*PROBLEM DETAILS*:
In the text about journalism in Baghdad, who was Farnaz Fassihi's editor at the Wall Street Journal?

Tomgram: Orville Schell on Journalism under Siege in Baghdad
Back in September 2004, the Wall Street Journal's Farnaz Fassihi, then covering Iraq, wrote an email to friends that began: "Being a foreign correspondent in Baghdad these days is like being under virtual house arrest." A year and a half later, it's still a striking account to read, because the grim news she was delivering both as a reporter -- "One could argue that Iraq is already lost beyond salvation. For those of us on the ground it's hard to imagine what if anything could salvage it from its violent downward spiral…" -- and on the ways in which reporting was becoming so restrictive there would prove sadly prophetic. It was exactly the slice of reportorial reality that had somehow not made it into any of our normal mainstream media outlets, though it was -- and remains -- the daily experience ("being under virtual house arrest") of western reporters in Iraq. This wayward email, thanks to the pass-on phenomenon of the Web, became a "public document" and it was exactly what we should have been reading all along in our major newspapers but weren't.As the Houston Chronicle put it in an editorial, after the email burst into public view on-line and brought Fassihi's "objectivity" into question in a modest firestorm of comment and criticism: "Though the missive apparently does not contradict her reportage, it is blunt, bleak and opinionated in a way that mainstream coverage generally avoids." And that, it turned out, was, for many, a negative. Fassihi's WSJ editor, Paul Steiger, when queried by the New York Post, "supported" her with a classic defense of the status quo: "Ms. Fassihi's private opinions [as seen in the email] have in no way distorted her coverage, which has been a model of intelligent and courageous reporting, and scrupulous accuracy and fairness."
It's worth considering, though, why Fassihi had to write this to friends and not to her editor to be published for the rest of us. Why was this story relegated to the world of "private opinion" and evidently not fit for American readers? We have to assume, after all, that editors back in New York or Washington or Chicago or Los Angeles deal daily with the difficult dilemma of ensuring their reporters' safety and so would have found Fassihi's comments no surprise. But amid all the news that's fit to print, news that would make sense of Iraqi reportage clearly wasn't in September 2004.
At the time, journalistic critic Jay Rosen at his PressThink blog put the matter this way: "What makes the piece resonate (for some of us) is the simple question: why can't this be the journalism, this testifying e-mail? Why can't reporters on the ground occasionally speak to the ‘public' like this one occasionally spoke to her friends?"

*Object pointing dataset rows*:

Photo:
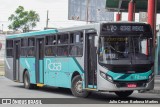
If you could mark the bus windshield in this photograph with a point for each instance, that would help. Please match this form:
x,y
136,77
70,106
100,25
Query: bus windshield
x,y
125,50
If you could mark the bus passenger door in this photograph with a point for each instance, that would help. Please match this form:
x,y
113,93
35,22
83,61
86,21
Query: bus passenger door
x,y
16,60
39,60
90,61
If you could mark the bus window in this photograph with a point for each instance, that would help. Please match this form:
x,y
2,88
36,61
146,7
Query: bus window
x,y
9,43
62,48
23,47
50,48
63,39
9,46
76,41
31,45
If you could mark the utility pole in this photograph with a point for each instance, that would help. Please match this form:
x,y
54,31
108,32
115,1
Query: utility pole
x,y
88,11
2,28
47,19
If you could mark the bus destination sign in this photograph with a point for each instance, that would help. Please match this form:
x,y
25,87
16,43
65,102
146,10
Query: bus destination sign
x,y
124,28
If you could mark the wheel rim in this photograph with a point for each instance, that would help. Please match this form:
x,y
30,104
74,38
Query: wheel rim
x,y
26,81
78,87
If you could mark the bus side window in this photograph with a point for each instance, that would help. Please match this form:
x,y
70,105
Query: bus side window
x,y
31,46
62,47
9,46
63,39
50,48
23,47
76,44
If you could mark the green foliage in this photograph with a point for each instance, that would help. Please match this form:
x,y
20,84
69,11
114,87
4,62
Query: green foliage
x,y
23,20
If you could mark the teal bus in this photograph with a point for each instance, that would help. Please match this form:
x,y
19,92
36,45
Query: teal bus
x,y
105,57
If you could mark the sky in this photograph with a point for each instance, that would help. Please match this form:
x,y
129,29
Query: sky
x,y
58,12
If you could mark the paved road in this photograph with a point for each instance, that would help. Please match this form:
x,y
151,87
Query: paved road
x,y
10,89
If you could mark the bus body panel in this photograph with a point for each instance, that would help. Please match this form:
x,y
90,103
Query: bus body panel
x,y
129,77
105,85
29,65
58,71
9,68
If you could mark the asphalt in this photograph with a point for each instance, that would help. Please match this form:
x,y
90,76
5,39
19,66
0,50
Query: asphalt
x,y
156,89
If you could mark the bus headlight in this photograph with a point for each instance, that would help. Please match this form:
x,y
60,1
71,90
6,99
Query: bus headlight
x,y
105,76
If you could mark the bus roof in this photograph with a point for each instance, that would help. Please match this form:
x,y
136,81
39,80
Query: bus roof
x,y
35,33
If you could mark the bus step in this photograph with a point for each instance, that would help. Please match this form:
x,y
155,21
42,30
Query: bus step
x,y
91,89
40,85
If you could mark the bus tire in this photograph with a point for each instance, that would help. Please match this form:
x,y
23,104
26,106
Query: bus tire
x,y
27,83
77,89
123,94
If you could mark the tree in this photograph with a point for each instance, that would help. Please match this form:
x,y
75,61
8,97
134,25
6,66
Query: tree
x,y
23,20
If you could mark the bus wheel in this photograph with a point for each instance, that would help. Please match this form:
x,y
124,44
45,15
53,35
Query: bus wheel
x,y
123,93
77,89
27,83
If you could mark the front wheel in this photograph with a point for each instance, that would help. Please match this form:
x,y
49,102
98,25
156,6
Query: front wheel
x,y
123,93
77,89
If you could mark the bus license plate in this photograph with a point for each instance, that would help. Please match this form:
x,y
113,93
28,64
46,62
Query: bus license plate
x,y
131,85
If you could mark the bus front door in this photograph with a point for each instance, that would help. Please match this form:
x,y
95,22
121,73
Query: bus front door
x,y
90,61
39,60
16,60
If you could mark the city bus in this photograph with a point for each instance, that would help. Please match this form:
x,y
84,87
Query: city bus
x,y
105,57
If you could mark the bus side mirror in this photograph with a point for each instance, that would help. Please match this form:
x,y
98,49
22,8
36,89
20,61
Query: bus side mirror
x,y
96,41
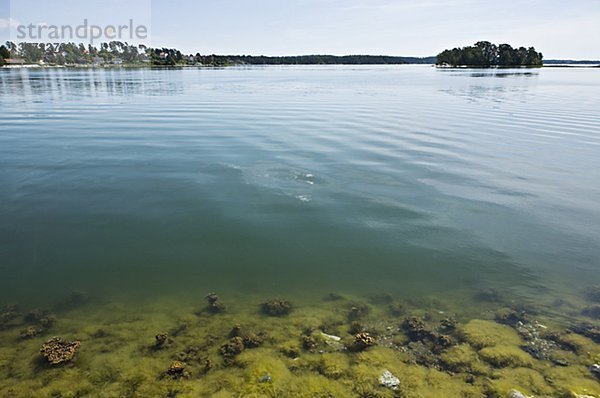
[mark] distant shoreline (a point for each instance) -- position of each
(143, 66)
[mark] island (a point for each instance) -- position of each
(117, 53)
(484, 54)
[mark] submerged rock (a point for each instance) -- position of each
(588, 330)
(43, 318)
(362, 341)
(518, 394)
(57, 350)
(417, 329)
(161, 340)
(231, 349)
(276, 307)
(358, 311)
(177, 370)
(215, 305)
(593, 293)
(309, 342)
(387, 379)
(592, 311)
(595, 369)
(510, 316)
(7, 314)
(265, 379)
(31, 332)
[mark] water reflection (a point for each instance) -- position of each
(59, 84)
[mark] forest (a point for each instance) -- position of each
(485, 55)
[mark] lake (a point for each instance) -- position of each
(146, 189)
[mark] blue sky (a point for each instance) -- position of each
(560, 29)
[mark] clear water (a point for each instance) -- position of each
(405, 190)
(405, 179)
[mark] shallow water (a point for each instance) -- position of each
(158, 186)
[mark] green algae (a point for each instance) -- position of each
(506, 356)
(481, 333)
(118, 356)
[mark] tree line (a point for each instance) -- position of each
(485, 54)
(116, 52)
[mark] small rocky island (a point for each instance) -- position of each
(484, 54)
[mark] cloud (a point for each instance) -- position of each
(7, 23)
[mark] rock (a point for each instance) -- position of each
(417, 329)
(595, 369)
(231, 349)
(176, 370)
(387, 379)
(253, 340)
(518, 394)
(31, 332)
(276, 307)
(592, 311)
(57, 350)
(7, 314)
(593, 293)
(161, 340)
(330, 337)
(215, 306)
(362, 341)
(308, 342)
(358, 311)
(448, 324)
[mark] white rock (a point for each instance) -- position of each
(387, 379)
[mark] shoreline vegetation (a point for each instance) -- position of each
(484, 54)
(123, 54)
(118, 54)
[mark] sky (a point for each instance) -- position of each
(559, 29)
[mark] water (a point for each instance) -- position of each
(298, 181)
(291, 178)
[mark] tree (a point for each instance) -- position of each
(4, 54)
(485, 54)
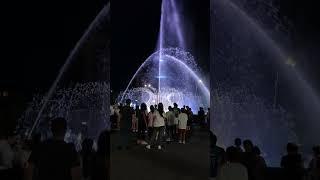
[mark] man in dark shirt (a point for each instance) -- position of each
(292, 163)
(54, 159)
(126, 114)
(217, 156)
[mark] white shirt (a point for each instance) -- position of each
(183, 119)
(150, 119)
(111, 110)
(6, 155)
(158, 120)
(233, 171)
(170, 118)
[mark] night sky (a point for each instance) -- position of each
(39, 35)
(135, 29)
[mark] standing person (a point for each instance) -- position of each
(208, 118)
(176, 121)
(201, 116)
(248, 157)
(233, 169)
(135, 119)
(170, 122)
(189, 131)
(314, 165)
(150, 121)
(55, 159)
(101, 160)
(182, 125)
(142, 124)
(117, 116)
(158, 128)
(126, 116)
(217, 156)
(260, 165)
(292, 163)
(237, 144)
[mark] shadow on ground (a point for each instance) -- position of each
(176, 161)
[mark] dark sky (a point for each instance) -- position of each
(135, 29)
(38, 36)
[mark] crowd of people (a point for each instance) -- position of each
(53, 158)
(243, 161)
(154, 127)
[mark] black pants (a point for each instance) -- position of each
(157, 136)
(141, 131)
(171, 131)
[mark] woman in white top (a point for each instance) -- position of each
(182, 125)
(233, 169)
(158, 128)
(150, 121)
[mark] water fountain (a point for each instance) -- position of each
(170, 74)
(85, 105)
(249, 54)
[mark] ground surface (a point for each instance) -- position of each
(175, 162)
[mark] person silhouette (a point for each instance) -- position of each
(55, 159)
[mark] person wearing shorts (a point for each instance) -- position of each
(182, 125)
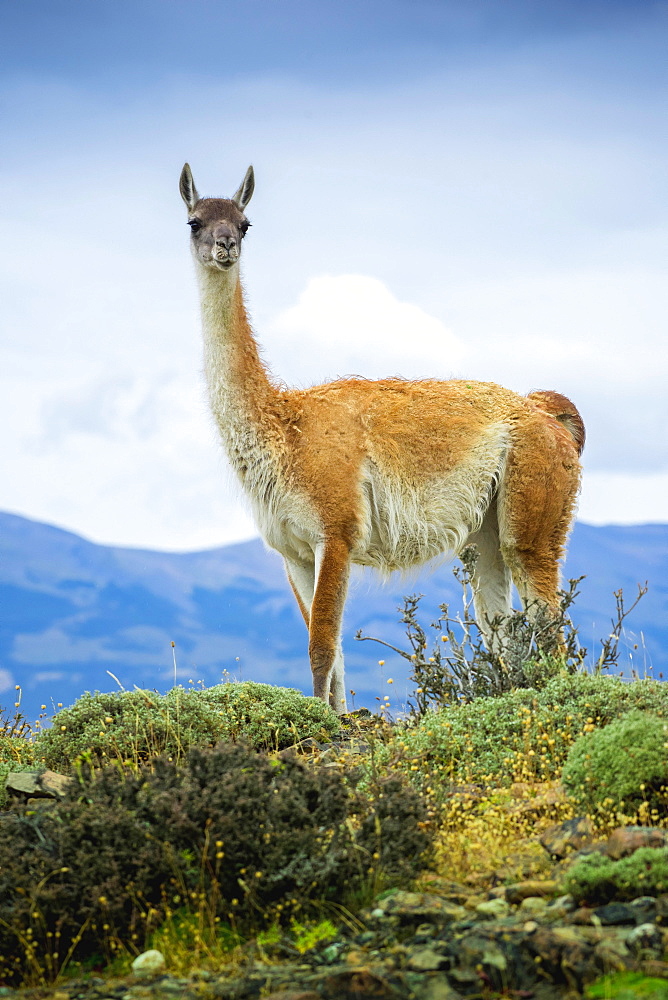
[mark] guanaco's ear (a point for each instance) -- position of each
(245, 191)
(187, 187)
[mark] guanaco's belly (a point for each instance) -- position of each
(407, 523)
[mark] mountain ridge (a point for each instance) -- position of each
(75, 610)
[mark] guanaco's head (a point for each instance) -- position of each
(217, 225)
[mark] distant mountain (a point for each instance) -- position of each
(70, 611)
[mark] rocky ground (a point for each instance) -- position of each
(521, 940)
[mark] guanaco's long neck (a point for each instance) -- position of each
(240, 391)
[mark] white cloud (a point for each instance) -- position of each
(464, 224)
(352, 324)
(618, 498)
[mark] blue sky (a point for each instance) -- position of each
(443, 189)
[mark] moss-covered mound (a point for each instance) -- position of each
(624, 765)
(136, 725)
(524, 733)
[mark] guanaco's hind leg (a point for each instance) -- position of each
(536, 504)
(491, 578)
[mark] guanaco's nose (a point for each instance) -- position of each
(224, 238)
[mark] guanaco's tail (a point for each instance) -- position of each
(564, 411)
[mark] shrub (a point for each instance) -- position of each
(598, 879)
(129, 726)
(258, 838)
(76, 875)
(16, 754)
(136, 725)
(623, 764)
(270, 717)
(524, 733)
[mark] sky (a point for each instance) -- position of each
(442, 189)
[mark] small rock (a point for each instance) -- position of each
(331, 953)
(424, 932)
(659, 970)
(645, 908)
(627, 839)
(614, 913)
(293, 995)
(559, 908)
(612, 955)
(438, 988)
(646, 941)
(419, 907)
(580, 916)
(493, 909)
(427, 960)
(55, 785)
(536, 906)
(521, 890)
(358, 983)
(38, 784)
(149, 963)
(569, 836)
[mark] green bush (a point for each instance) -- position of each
(598, 879)
(16, 754)
(622, 765)
(259, 838)
(136, 725)
(268, 717)
(524, 732)
(129, 726)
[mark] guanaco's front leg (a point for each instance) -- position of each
(332, 566)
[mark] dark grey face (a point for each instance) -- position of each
(217, 227)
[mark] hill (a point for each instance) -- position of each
(73, 610)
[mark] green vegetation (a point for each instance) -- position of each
(628, 986)
(201, 824)
(250, 839)
(524, 733)
(598, 879)
(623, 765)
(136, 725)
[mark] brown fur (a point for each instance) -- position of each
(386, 473)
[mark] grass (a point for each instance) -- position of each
(487, 772)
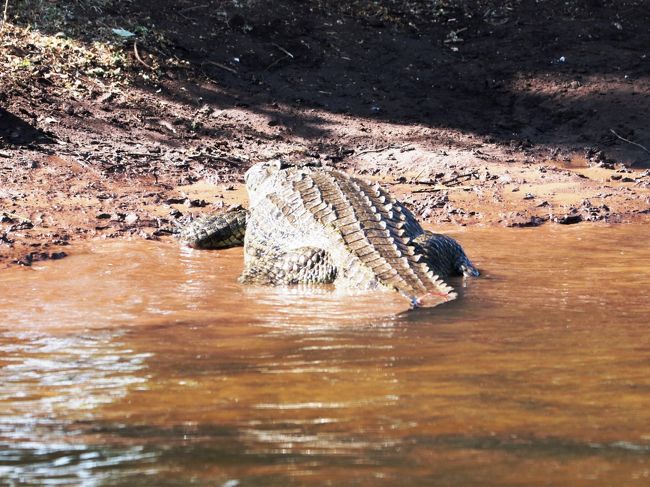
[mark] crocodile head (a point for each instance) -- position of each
(258, 173)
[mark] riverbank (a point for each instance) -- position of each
(123, 122)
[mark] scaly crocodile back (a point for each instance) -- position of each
(359, 224)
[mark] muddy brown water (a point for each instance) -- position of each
(139, 363)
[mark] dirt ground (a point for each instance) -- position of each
(121, 119)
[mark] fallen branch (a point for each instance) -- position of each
(284, 50)
(381, 149)
(137, 56)
(221, 66)
(629, 141)
(4, 16)
(182, 11)
(456, 178)
(188, 9)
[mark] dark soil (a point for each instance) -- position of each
(517, 113)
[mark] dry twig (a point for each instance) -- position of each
(219, 65)
(629, 141)
(4, 15)
(137, 56)
(381, 149)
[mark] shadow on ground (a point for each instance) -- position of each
(558, 74)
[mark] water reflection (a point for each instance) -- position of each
(51, 387)
(166, 371)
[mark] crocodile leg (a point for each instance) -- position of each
(216, 231)
(304, 265)
(444, 255)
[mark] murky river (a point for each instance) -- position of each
(144, 364)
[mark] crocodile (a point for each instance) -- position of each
(316, 225)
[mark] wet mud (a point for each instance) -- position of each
(475, 113)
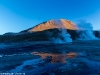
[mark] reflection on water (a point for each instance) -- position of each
(55, 58)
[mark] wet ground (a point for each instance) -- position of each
(77, 58)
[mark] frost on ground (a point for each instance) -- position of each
(79, 58)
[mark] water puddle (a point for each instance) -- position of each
(55, 58)
(66, 64)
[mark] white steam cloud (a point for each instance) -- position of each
(63, 36)
(85, 30)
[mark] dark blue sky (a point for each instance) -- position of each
(16, 15)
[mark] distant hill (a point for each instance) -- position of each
(52, 24)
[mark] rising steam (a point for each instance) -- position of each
(63, 36)
(85, 30)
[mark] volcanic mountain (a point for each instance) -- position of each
(52, 24)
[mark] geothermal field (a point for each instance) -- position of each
(56, 47)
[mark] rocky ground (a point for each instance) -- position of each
(76, 58)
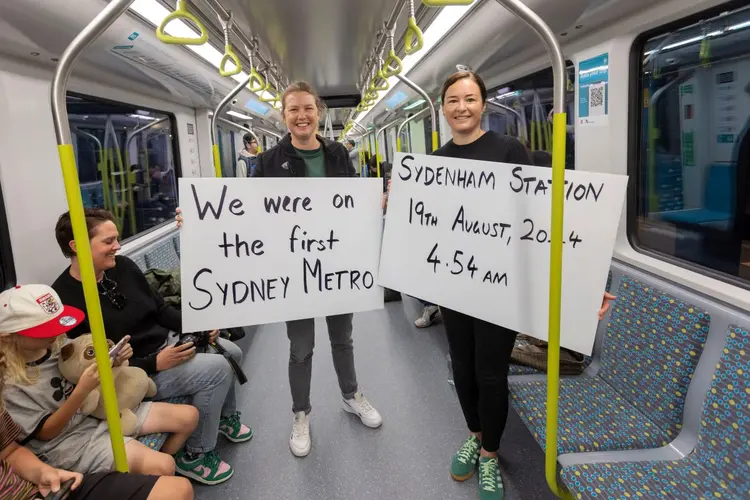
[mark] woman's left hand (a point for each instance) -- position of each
(125, 354)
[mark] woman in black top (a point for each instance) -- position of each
(480, 351)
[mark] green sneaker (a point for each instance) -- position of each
(232, 429)
(465, 460)
(490, 481)
(207, 468)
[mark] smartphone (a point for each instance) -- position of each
(117, 347)
(62, 492)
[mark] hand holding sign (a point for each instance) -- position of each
(474, 237)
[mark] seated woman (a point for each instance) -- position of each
(33, 323)
(131, 307)
(24, 477)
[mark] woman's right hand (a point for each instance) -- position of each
(171, 356)
(89, 379)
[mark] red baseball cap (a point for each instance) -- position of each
(36, 311)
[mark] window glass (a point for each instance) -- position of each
(127, 161)
(693, 153)
(523, 109)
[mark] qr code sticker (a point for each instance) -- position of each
(597, 95)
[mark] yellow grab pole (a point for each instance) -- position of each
(559, 121)
(85, 38)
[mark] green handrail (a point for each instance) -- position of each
(523, 12)
(181, 12)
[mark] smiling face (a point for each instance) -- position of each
(301, 114)
(463, 106)
(104, 246)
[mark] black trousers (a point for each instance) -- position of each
(480, 354)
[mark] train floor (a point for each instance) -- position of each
(404, 373)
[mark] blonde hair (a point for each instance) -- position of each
(13, 367)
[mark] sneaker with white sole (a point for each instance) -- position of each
(299, 441)
(359, 406)
(430, 315)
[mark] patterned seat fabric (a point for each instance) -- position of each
(719, 467)
(652, 345)
(592, 417)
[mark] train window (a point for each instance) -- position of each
(523, 108)
(690, 144)
(7, 268)
(127, 161)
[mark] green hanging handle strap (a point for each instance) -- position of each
(392, 64)
(257, 83)
(181, 12)
(229, 54)
(413, 38)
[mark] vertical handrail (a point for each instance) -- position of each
(427, 99)
(379, 133)
(223, 104)
(403, 124)
(64, 68)
(537, 24)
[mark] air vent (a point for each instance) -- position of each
(342, 101)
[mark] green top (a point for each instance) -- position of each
(314, 160)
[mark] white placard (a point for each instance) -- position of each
(474, 237)
(269, 250)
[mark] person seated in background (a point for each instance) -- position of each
(33, 322)
(248, 156)
(131, 307)
(24, 477)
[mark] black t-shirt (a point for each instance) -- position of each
(492, 146)
(145, 317)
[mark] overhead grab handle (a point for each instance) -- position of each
(229, 54)
(445, 3)
(392, 64)
(181, 12)
(256, 83)
(413, 40)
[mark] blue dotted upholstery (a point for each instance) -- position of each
(719, 467)
(592, 417)
(649, 354)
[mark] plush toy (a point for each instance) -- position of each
(132, 384)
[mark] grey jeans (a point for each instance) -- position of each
(301, 335)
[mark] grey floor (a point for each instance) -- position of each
(403, 372)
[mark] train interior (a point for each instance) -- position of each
(659, 409)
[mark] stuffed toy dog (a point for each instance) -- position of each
(131, 384)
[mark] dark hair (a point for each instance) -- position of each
(64, 227)
(460, 75)
(302, 87)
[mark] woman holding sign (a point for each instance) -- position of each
(480, 351)
(303, 153)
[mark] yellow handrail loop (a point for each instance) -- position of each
(389, 69)
(413, 38)
(257, 83)
(446, 3)
(229, 54)
(181, 12)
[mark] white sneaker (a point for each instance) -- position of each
(364, 410)
(430, 314)
(299, 441)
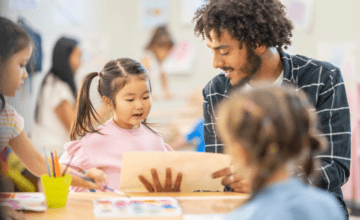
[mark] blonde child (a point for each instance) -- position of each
(270, 133)
(125, 89)
(15, 51)
(156, 51)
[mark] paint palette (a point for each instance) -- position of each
(24, 201)
(136, 207)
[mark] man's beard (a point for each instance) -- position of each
(253, 64)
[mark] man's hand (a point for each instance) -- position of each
(233, 180)
(157, 185)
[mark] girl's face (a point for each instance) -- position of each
(75, 59)
(133, 103)
(13, 71)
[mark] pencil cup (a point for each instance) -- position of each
(56, 190)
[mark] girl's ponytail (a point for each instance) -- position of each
(85, 111)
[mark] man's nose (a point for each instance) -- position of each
(217, 61)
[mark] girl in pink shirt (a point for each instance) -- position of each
(125, 89)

*REPLY*:
Paul Steiger